◆ **Recorded information**:
+--

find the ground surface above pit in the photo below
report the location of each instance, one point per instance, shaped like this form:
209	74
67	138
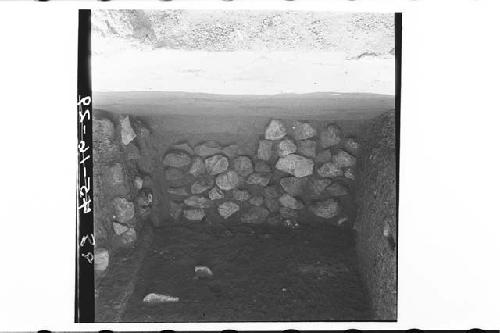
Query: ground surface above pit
260	274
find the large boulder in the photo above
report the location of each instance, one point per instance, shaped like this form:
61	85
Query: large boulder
216	164
302	130
297	165
290	202
330	170
207	148
228	208
255	215
265	150
286	147
177	159
243	166
227	180
326	209
275	130
330	136
127	132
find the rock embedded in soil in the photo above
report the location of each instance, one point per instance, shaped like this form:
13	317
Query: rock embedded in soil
123	210
207	148
330	136
330	170
261	179
243	165
307	148
265	150
216	164
290	202
286	147
177	159
293	185
302	130
194	214
215	194
198	201
227	180
297	165
275	130
127	132
327	209
228	208
255	215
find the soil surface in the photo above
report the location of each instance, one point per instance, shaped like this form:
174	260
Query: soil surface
261	273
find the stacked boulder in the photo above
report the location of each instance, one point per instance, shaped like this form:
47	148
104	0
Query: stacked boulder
298	173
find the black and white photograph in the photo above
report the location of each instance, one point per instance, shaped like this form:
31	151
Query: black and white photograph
245	165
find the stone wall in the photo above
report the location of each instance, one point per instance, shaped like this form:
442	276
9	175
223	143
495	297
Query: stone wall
125	195
299	172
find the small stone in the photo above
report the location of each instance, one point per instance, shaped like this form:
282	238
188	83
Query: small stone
207	149
344	159
256	200
124	210
241	195
290	202
197	201
307	148
228	208
286	147
159	298
337	190
243	166
302	131
215	194
324	156
255	215
101	259
202	185
297	165
261	166
352	146
198	167
184	146
330	136
216	164
293	185
265	150
127	132
330	170
326	209
261	179
180	191
194	214
275	130
227	180
177	159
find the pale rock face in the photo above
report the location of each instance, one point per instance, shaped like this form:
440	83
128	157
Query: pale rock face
290	202
326	209
302	131
275	130
228	208
127	132
228	180
330	136
286	147
243	166
177	159
194	214
297	165
216	164
330	170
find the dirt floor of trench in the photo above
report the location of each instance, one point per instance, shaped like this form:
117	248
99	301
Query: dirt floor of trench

+--

◆ **Your objective**:
Each record should be printed again precisely, though not its pictures.

◆ **Answer space**:
find the ground surface above pit in the photo below
report the location of each instance, one point per instance, shaped like this form:
209	74
67	138
Query: ground surface above pit
260	274
find the large boulder in the photo above
report the location of each instance, one point per instance, shaped like this form:
61	85
Query: large boulder
216	164
302	130
297	165
290	202
330	170
207	148
228	208
255	215
265	150
286	147
177	159
243	166
227	180
326	209
275	130
330	136
127	132
find the rock embedded in soil in the photo above
report the location of each instance, one point per instance, shaped like this form:
13	317
Query: rock embedded in soil
123	210
207	148
330	136
330	170
261	179
243	165
307	148
265	150
216	164
290	202
286	147
177	159
293	185
302	130
194	214
215	194
198	201
227	180
297	165
275	130
127	132
327	209
228	208
255	215
find the soil surface in the photo above
report the location of each instance, one point per instance, shaped like this form:
174	260
Query: soil surface
261	273
find the stacked boulder in the photo above
report the location of each instance, one point per instance, shaped like this form:
47	148
104	0
Query: stacked boulder
298	173
find the black and white photograph in the photo above
report the location of each instance, one point per instance, shaped like this form:
31	151
Query: black and white photograph
245	165
find the stone wall in the photo above
report the location of each instance, one point per instance, shaped like this form:
442	276
9	175
223	143
495	297
Query: stone wall
125	195
299	172
find the small stone in the photo above
report the location of each instance, one point per instance, shaped like this form:
282	238
188	83
Query: small stone
207	149
344	159
256	200
124	210
241	195
290	202
197	201
307	148
228	208
286	147
159	298
337	190
243	166
302	131
215	194
324	156
255	215
101	259
202	185
297	165
261	166
352	146
198	167
184	146
330	136
216	164
293	185
265	150
127	132
330	170
326	209
261	179
180	191
194	214
275	130
227	180
177	159
find the pale rock face in the photo above
report the location of each instance, one point per instance, shaped like this form:
440	83
128	157
Query: pale rock face
290	202
326	209
302	131
275	130
228	208
127	132
228	180
330	136
286	147
243	166
177	159
194	214
297	165
216	164
330	170
find the dirt floor of trench in the photo above
report the location of each instance, one point per instance, shaped like this form:
117	248
99	301
Query: dirt floor of trench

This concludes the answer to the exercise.